BRIEF: Could you reproduce the listing word for word, from its first line through the line containing "[0,0,512,255]", including that line?

Items from a labeling collection
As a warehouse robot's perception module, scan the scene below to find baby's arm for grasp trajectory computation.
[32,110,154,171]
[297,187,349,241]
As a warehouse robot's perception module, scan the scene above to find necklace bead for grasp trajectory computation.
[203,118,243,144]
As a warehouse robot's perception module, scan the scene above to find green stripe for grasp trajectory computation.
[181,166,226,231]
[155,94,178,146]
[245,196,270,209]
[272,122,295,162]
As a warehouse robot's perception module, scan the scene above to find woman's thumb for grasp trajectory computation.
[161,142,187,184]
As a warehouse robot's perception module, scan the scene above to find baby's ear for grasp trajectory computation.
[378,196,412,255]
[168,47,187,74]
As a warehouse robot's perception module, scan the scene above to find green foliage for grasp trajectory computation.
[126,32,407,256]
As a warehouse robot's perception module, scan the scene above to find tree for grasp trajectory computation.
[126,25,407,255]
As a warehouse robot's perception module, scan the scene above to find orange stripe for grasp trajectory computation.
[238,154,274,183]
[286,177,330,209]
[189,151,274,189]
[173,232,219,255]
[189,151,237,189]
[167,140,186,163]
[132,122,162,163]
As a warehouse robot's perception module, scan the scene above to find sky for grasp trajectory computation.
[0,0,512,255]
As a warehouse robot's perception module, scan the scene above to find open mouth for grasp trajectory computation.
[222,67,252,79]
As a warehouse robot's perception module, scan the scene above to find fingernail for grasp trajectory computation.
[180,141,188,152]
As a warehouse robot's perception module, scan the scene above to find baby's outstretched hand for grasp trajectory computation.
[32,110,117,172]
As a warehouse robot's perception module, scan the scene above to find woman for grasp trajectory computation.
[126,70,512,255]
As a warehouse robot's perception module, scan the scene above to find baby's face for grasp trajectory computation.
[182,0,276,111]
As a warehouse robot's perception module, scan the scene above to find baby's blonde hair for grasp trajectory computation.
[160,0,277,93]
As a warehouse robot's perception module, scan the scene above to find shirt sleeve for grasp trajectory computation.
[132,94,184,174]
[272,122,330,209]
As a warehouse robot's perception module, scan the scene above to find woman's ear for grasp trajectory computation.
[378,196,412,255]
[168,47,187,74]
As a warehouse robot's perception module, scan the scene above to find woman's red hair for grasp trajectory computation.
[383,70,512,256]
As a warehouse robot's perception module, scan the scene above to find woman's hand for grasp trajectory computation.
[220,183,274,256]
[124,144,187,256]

SOLUTION FOR THIS PROBLEM:
As a warehouse robot's perception module, scan the scene below to find baby's arm for grasp trajectory computation.
[32,110,154,171]
[297,187,349,241]
As a warehouse robot's perception module, scan the scene above to find necklace bead for grasp trajectory computation.
[203,118,243,144]
As a warehouse robot's perception module, scan the scene above to find green stripe for grasp trajectory computation.
[181,166,226,231]
[155,94,178,146]
[245,196,270,209]
[272,122,295,162]
As a warehouse robot's perception module, scan the scene above to find woman's thumb for grasp trajectory computation.
[161,142,187,184]
As a warehouse robot's perception module, scan the scene above to find baby's ear for grasp trajectory computation.
[378,196,412,255]
[168,47,187,74]
As a warehouse robot's perception module, scan the scene above to find green foliage for grasp trajectory computation.
[126,32,407,256]
As a warehouse robot's perception module, scan the scene above to find tree for grasp trajectory computation.
[126,25,407,255]
As a warehouse robot's perception module, scan the scene above to find orange stripe for grasp trajectory computation.
[238,154,274,183]
[286,177,330,209]
[189,151,274,189]
[173,232,219,255]
[189,151,237,189]
[167,140,186,163]
[132,122,162,163]
As a warehouse robot's perception module, scan the scene above to find sky for grasp trajectory computation.
[0,0,512,255]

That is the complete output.